Task description —
Reproduce, word for word, the portion of the passage on the Exodus and moral resistance between "You won’t pay" and "dignity? We coming!", inclusive.

Text block —
+++++

Those 10 plagues were as much to challenge the Egyptians and the Pharaoh as they were to show the Israelites that we had the power of endurance; the plagues helped the Israelites slaves build the requisite faith and the spiritual muscles to resist tyranny. We build faith step by step, story by story, person by person.
Those 10 plagues were the original politics of disruption; humanity’s boldest wake up call. 
You beat these slaves? We’re gonna ruin your water!
You overwork these people? We’re gonna wreck your crops!
You won’t pay them? We’re gonna block your roads!
You won’t free them? We’re gonna turn off the lights!
You deny people their basic human dignity? We coming!
After 10 plagues, Pharaoh’s hardened heart finally shattered and our people marched to freedom!
Because enslaving people, discriminating against people, denying people their innate dignity is such a profound theological affront to God that business as usual just isn't possible. We must never forget where we've come from and who we are: We were slaves in the land of Egypt, you and I; those are the words we recite every Passover seder. This. Is. Personal. Human dignity is our ultimate theological concern. And when that means interrupting business as usual to break the chains of bondage, then it is both our religious inheritance and our moral obligation to rise up against the tyranny that prevents all people from being fully human.
In the next four years, I imagine there are pharaohs who will tell us— or tweet us—something that assaults the deepest promptings of our conscience. Will we stand in the moral breech like Shiphrah and Puah? In our hands will be the decision to join Pharaoh or to engage in moral resistance. Sometimes it will involve rallies and letter writing campaigns and testifying to legislative committees. At times, like Shiphrah and Puah we will be called to proclaim there is a higher, holier purpose and we must be emotionally, spiritually, and ethically prepared to do what is necessary to make manifest those ancient values. Values that cry out like the babies the midwives kept alive— because we know we cannot break that which is already broken—our task is alive with hope and compassion, promise, and redemption. This moment cries for our spiritual and moral resistance to normalizing hatred and violence against people who are different, who look different and pray differently—because we believe what we were taught when we first embraced Torah—that humanity was created in God’s image… That Love. Trumps. Hate.
The Exodus was a theological revolution. It is time for a new theological revolution, a new moral revival!

+++++

Dataset excerpts concerning object pointing
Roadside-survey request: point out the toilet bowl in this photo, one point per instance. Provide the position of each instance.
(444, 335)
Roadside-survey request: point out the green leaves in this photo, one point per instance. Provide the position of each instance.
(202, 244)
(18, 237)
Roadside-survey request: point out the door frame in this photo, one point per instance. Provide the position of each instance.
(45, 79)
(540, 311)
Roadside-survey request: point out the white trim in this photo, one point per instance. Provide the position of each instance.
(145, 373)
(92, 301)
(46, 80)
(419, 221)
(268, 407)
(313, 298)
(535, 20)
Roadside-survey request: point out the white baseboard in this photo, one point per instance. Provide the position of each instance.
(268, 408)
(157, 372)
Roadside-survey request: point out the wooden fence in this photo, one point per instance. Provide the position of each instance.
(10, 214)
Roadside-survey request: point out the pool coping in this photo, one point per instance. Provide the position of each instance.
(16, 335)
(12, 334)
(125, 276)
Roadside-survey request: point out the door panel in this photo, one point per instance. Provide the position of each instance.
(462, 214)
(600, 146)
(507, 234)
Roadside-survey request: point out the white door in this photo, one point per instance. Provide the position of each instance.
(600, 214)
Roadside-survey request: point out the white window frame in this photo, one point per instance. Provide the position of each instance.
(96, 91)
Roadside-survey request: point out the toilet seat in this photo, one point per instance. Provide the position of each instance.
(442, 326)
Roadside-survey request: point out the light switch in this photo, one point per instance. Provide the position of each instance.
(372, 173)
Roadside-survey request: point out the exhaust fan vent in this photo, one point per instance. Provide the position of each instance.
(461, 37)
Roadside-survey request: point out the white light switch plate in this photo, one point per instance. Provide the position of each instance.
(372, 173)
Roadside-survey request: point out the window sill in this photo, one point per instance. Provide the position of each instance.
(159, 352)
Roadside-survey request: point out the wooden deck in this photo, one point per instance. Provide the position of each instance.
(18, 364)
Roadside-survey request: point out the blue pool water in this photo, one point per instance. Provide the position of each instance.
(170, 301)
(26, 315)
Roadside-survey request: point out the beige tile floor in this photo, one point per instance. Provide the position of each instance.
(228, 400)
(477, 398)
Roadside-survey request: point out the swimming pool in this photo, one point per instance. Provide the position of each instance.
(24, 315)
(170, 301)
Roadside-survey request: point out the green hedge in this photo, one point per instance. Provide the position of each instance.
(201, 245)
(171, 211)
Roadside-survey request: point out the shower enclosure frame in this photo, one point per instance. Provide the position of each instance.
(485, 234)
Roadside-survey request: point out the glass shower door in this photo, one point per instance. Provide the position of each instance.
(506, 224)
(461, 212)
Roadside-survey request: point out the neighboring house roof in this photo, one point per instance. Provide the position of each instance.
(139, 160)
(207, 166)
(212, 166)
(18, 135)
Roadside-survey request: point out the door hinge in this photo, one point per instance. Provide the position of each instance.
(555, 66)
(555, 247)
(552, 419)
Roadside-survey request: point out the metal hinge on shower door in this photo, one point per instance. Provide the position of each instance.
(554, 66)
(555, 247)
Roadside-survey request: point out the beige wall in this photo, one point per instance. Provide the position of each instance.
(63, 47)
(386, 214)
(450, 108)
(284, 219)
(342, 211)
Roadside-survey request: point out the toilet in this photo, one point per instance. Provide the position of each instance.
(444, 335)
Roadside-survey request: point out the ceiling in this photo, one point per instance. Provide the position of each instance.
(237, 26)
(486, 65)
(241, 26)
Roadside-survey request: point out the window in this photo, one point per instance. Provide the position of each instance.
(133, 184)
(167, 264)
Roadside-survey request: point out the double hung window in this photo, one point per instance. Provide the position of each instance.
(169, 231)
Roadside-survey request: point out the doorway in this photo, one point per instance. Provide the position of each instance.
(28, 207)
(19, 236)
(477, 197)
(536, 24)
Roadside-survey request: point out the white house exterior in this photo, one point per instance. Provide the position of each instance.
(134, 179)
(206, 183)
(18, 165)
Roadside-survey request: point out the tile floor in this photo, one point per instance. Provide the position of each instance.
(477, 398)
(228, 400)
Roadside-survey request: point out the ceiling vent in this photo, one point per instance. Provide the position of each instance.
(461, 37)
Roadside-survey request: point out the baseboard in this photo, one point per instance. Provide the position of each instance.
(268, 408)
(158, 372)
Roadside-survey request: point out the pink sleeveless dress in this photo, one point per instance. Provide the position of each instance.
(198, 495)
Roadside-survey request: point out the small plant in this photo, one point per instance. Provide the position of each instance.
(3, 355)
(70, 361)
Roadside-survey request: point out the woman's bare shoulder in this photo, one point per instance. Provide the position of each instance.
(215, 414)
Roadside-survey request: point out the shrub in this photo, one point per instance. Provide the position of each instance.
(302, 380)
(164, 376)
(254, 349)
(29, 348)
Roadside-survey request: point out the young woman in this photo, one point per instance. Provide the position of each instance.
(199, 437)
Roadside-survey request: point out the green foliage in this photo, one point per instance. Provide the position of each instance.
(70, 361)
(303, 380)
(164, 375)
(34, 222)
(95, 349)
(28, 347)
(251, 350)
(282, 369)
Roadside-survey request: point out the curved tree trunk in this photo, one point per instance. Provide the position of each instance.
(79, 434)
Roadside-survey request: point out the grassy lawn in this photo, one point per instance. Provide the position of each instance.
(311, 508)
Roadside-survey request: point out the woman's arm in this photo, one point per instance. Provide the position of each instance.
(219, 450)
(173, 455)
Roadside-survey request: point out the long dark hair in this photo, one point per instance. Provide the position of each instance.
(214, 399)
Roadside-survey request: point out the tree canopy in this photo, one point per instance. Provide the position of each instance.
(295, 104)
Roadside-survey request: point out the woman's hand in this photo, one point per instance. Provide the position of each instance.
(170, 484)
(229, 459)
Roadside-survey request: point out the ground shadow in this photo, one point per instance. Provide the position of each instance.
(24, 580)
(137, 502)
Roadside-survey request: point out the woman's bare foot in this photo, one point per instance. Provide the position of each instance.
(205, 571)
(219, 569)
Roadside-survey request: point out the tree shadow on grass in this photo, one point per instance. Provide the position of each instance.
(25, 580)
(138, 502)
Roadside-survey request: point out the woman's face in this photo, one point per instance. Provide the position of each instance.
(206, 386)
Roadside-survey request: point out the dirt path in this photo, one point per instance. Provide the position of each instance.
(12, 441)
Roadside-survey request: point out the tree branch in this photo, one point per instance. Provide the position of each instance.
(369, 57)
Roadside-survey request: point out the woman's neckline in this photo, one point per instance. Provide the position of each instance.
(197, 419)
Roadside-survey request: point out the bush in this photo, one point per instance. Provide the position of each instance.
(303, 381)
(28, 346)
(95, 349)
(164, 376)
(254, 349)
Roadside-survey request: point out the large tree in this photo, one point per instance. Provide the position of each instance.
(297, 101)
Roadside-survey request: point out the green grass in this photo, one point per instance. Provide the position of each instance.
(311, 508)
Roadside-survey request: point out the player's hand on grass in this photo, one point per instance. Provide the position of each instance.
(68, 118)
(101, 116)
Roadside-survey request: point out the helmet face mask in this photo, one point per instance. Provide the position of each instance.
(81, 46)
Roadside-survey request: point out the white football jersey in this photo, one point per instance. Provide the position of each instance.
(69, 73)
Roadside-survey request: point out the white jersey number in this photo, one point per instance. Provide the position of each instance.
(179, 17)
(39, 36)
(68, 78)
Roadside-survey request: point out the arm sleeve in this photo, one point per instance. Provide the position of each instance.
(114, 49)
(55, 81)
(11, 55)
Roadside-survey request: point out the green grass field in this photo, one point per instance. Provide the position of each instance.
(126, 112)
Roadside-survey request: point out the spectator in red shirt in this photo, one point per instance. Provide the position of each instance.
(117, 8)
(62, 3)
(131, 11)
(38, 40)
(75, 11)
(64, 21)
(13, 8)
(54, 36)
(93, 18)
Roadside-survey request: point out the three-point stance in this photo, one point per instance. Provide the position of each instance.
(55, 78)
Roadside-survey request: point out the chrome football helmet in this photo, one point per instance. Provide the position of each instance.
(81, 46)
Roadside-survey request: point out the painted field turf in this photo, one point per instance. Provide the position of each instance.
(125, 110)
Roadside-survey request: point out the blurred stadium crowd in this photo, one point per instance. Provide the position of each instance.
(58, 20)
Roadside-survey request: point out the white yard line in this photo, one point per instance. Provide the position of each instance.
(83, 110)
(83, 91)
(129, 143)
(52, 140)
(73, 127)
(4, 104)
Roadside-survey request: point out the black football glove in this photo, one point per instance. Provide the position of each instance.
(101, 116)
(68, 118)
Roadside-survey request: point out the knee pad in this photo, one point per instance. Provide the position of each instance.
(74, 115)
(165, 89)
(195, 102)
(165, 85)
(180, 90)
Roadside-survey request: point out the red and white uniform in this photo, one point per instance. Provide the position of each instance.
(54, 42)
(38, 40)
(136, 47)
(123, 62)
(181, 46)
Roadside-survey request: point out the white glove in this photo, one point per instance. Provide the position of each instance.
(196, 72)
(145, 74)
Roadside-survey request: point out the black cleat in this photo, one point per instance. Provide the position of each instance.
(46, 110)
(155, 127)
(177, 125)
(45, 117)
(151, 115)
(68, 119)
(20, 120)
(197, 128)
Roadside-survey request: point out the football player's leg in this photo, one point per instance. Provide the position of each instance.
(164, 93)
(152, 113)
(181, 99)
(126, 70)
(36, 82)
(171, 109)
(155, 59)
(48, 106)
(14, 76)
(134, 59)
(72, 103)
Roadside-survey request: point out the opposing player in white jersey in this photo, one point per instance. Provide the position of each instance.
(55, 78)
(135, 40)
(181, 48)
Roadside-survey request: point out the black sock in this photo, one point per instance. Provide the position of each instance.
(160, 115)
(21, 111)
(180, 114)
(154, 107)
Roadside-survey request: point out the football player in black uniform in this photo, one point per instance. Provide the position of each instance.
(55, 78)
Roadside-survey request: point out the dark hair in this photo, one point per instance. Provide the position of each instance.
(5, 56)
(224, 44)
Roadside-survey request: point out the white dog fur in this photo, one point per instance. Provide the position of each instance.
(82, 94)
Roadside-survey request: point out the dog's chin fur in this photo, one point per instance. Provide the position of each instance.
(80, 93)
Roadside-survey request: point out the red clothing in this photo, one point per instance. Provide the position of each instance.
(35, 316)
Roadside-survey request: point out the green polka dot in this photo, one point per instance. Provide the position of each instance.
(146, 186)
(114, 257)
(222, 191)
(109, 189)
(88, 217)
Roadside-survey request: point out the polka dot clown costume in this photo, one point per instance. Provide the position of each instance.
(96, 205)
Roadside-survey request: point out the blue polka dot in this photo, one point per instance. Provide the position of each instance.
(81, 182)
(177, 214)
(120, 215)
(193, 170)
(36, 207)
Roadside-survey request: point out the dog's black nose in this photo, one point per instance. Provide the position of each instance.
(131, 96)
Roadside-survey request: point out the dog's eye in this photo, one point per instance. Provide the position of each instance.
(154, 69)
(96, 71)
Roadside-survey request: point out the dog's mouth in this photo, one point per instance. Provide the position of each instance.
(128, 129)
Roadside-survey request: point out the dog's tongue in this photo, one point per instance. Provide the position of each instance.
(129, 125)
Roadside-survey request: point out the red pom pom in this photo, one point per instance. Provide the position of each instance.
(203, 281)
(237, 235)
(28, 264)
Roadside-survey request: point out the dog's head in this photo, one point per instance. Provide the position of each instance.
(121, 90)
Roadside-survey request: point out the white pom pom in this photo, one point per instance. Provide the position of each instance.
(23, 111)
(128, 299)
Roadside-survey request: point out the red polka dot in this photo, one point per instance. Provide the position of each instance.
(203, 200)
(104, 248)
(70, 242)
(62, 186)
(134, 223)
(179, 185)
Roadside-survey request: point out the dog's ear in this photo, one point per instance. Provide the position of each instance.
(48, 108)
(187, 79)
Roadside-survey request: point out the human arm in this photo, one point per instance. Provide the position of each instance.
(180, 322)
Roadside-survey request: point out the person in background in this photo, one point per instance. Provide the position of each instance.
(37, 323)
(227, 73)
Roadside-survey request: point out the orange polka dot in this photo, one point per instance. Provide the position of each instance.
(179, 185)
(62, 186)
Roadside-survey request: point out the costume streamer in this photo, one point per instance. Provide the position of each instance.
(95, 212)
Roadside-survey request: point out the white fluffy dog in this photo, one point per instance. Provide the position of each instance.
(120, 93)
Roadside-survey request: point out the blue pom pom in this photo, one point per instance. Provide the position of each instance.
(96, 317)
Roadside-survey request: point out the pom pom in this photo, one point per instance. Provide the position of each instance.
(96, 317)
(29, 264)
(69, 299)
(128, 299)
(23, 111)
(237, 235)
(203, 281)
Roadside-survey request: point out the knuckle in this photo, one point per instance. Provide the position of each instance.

+++++

In response —
You won’t pay them? We’re gonna block your roads!
You won’t free them? We’re gonna turn off the lights!
You deny people their basic human dignity? We coming!